Annotation records —
· · · · ·
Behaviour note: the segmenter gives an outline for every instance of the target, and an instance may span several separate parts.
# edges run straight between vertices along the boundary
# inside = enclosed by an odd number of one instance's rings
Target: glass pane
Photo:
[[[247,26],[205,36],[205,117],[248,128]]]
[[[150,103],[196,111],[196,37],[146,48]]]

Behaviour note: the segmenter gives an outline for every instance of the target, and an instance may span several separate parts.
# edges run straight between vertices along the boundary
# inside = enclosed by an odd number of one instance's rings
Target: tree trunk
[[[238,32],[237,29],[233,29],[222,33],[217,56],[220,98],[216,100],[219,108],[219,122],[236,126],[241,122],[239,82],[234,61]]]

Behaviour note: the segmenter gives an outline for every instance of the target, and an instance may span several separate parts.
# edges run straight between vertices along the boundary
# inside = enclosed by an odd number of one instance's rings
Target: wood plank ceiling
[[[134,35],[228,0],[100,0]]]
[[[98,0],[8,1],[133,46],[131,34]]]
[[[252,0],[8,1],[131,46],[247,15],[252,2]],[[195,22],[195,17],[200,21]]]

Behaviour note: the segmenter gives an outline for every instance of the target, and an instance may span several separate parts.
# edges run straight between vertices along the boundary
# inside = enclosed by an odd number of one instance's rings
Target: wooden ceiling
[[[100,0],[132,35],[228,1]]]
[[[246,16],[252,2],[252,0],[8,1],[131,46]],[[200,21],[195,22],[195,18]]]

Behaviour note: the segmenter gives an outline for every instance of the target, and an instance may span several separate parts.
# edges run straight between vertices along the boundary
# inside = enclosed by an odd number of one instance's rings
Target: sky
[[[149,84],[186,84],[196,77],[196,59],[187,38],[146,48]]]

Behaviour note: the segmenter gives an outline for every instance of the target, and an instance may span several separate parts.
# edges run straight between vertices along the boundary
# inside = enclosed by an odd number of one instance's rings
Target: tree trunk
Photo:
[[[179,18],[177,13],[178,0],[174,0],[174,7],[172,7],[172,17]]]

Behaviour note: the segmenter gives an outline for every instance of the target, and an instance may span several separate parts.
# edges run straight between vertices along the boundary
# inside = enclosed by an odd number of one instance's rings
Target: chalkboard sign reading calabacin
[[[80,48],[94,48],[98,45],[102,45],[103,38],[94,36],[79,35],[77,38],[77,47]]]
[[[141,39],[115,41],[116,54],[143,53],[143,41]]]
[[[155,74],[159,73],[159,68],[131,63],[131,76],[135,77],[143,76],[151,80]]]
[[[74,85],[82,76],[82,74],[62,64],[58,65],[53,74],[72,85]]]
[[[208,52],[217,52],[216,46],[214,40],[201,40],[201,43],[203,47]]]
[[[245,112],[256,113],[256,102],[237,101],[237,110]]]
· · · · ·
WHAT IS REQUIRED —
Find each line in the data above that contains the word "ceiling" with the same case, and copy every such line.

PROBLEM SOLUTION —
Target: wood plank ceiling
Target: wooden ceiling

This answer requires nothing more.